_What this task involves_:
Please reproduce every one of the rows below word for word, leaving the pictures out of your answer.

_Dataset content_:
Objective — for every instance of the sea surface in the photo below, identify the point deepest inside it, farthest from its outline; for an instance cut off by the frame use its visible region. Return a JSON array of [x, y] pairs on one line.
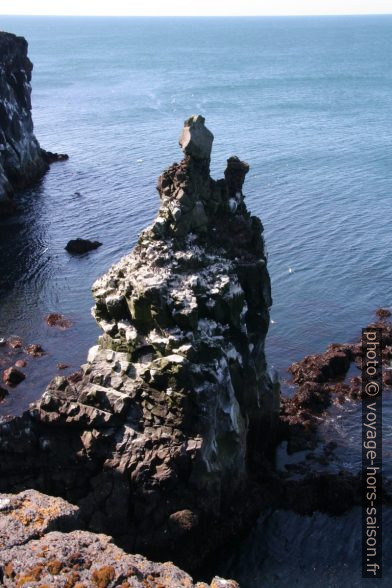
[[307, 102]]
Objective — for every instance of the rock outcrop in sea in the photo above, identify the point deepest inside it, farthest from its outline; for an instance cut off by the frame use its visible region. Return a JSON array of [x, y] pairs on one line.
[[22, 161], [156, 437], [41, 546]]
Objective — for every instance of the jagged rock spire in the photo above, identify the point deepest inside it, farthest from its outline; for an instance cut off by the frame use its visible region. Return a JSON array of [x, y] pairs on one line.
[[156, 439]]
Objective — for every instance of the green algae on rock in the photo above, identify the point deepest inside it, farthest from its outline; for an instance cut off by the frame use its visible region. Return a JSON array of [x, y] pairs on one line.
[[155, 438]]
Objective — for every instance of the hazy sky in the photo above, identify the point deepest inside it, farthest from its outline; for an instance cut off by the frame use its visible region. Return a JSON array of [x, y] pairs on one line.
[[194, 7]]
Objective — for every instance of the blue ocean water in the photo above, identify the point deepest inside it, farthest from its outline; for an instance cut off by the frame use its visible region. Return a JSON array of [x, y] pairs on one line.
[[306, 101]]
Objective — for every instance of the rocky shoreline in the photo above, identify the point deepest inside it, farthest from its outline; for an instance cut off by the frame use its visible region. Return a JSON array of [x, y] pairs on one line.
[[22, 160], [165, 439], [156, 437]]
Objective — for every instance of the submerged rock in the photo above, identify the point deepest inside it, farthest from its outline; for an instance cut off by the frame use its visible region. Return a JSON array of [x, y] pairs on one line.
[[156, 438], [81, 245], [22, 161], [55, 319]]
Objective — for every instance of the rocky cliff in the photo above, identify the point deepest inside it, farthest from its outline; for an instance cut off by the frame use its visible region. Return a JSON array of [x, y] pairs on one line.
[[22, 161], [157, 435], [41, 546]]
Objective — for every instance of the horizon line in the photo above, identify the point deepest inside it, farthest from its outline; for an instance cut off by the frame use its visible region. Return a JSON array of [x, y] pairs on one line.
[[203, 15]]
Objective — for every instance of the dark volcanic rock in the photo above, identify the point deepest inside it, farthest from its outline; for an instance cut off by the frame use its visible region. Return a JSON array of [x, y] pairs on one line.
[[81, 245], [22, 161], [156, 437], [12, 376], [33, 551], [55, 319]]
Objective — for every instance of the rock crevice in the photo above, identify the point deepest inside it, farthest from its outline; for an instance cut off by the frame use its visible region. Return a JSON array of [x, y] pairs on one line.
[[156, 438]]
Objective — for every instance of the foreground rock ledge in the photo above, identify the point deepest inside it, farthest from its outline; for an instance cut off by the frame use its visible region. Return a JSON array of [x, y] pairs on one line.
[[155, 439], [33, 554]]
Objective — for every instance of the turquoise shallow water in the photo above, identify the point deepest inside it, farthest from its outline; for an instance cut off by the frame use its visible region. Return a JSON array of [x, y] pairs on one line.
[[306, 101]]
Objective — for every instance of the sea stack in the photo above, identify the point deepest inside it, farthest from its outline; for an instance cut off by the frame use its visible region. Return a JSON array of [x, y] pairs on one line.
[[156, 439], [22, 161]]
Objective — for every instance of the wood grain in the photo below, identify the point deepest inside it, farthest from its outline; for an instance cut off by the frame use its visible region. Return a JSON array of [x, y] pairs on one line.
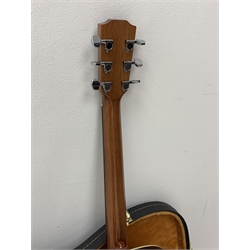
[[119, 31]]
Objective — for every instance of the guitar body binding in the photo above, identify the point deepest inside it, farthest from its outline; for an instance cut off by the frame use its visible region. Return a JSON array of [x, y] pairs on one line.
[[154, 225]]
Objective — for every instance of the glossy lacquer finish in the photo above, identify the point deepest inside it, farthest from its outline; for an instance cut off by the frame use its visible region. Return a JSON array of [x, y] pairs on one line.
[[119, 31]]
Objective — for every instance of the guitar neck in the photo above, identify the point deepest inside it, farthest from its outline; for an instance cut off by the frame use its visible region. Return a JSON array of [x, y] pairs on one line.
[[114, 177]]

_Correct output_:
Objective — for every instance of the sea surface in the photo below, identify the point deepest inside it, farthest from its outline; for an instance cut off by the frame use its visible region. Return a JSON array of [x, y] pairs on one line.
[[307, 102]]
Objective — for every instance of the rock outcrop in sea in the photo above, identify the point deepest inside it, farthest from its outline; for an instance cut off by the frame use its visible region. Return a JSON array of [x, y] pairs on one line.
[[22, 161], [156, 437], [41, 546]]
Objective — for every instance of the jagged rock spire in the photo above, identify the point deepest inside it, farthest from its outline; for an instance cut off by the frame use its visible region. Return a JSON array of [x, y] pairs on one line.
[[156, 439]]
Objective — for every instance of the green algae on rock in the photo above, identify the point deepest inside it, farthest from its outline; for an instance cut off by the frame use its visible region. Return a JSON array of [x, y] pairs on one line.
[[155, 438]]
Objective — for every instance of the hazy sky in the photo above, identify the point deepest inside it, farthest from its outline; for an instance cut off by the frame use its visible region. Return a JSON array of [x, y] pairs on one line.
[[194, 7]]
Objective — for every instance of the blue ocean water in the photo above, identify the point deepest inside it, farthest from its outline; for an instance cut off by the frame use its visible region. Return a JSON array of [x, y] pairs on one line.
[[306, 101]]
Objective — for every instance of the rocky shoreline in the photo above, identify the point deepest inside it, farthest from its outline; for an instance cut off by the frame use its visible region. Return a JSON array of [x, y] pairs on one line.
[[22, 160], [165, 439], [156, 437]]
Objective — for every instance of the submerged rock in the photo above, identify the point deepest inside it, farthest from its outline; for an instance cut off by the frame use its visible region. Return a JSON array of [x, y] pairs on one line.
[[156, 438], [81, 245], [22, 161], [55, 319]]
Objective — for every instance of the rocky cliff in the photo above, identify the point deepest inside it, farthest from its outline; for an instance cut off by the frame use its visible region. Return a JSON array of [x, y] pairs on one line.
[[22, 161], [157, 435], [41, 546]]
Objective — for every instance of the horizon line in the photo above, identify the point deepest inside it, farthest from its outline; for an instance cut off by the frame use its visible region. Return a JSON array of [x, y] pairs on one line.
[[203, 15]]
Objective — for every instance of the dark volcanic rock in the photo above, identify the point deepest inside it, farthest from its outline; for an instance cut off by the frame use its visible region. Return a JSON array of [x, y] pairs on one line.
[[81, 245], [22, 161], [156, 437], [12, 376], [33, 551], [55, 319]]
Objective — for every instance of the rock crevice in the photo above, identify the point deepest inside it, farthest from its outline; for an instance cut off by the frame use its visible region. Return a JSON array of [x, y] pairs on one line.
[[156, 438]]
Objective — for every instance of the foreground rock ledge in the photo above, identify the point deepest inside it, farthest from its outline; for an instance cut off by the frame use its visible region. Return a JSON array of [x, y] pairs on one line.
[[155, 439], [33, 554]]
Objective — for every instance of the turquoise shallow water in the photo above, identify the point deepest inside it, farthest from its outline; for an instance cut off by the frame use its visible region. Return a JSON array of [x, y] pairs on one line.
[[306, 101]]
Objective — for every instance of the sea stack in the photo above, identify the point deepest inside it, farthest from its outline; for an instance cut off by the frame use its visible region. Return a JSON array of [x, y] pairs on one line.
[[156, 439], [22, 161]]
Objective — for every instance of the wood grain in the photo below, identify the point deepest inside it, farthest from its outline; for an instance cut off by the frame use its visible region. Return a JSON array of [x, y] pairs on one line.
[[119, 31]]
Objective — for every instance of the guitar body binding in the photo above, identify the point deepest inside it, farthest from its outline; for an instance cut off by the frame use its visible region. Return a JSON array of [x, y] pairs on one line.
[[154, 225]]
Objective — for every instance of the glossy lacquer finish in the photo above, identify the point deepest inside it, farthest from its outline; for an instance cut off by the frame use its visible region. Return a JSON array of [x, y] pairs on one line.
[[119, 31]]
Objective — for every instance of the guitar neck in the photo above, identify the point deepest inside it, farthest from its outline; for an instance cut off by the frame use its visible region. Return a JSON array of [x, y] pairs on one line.
[[114, 177]]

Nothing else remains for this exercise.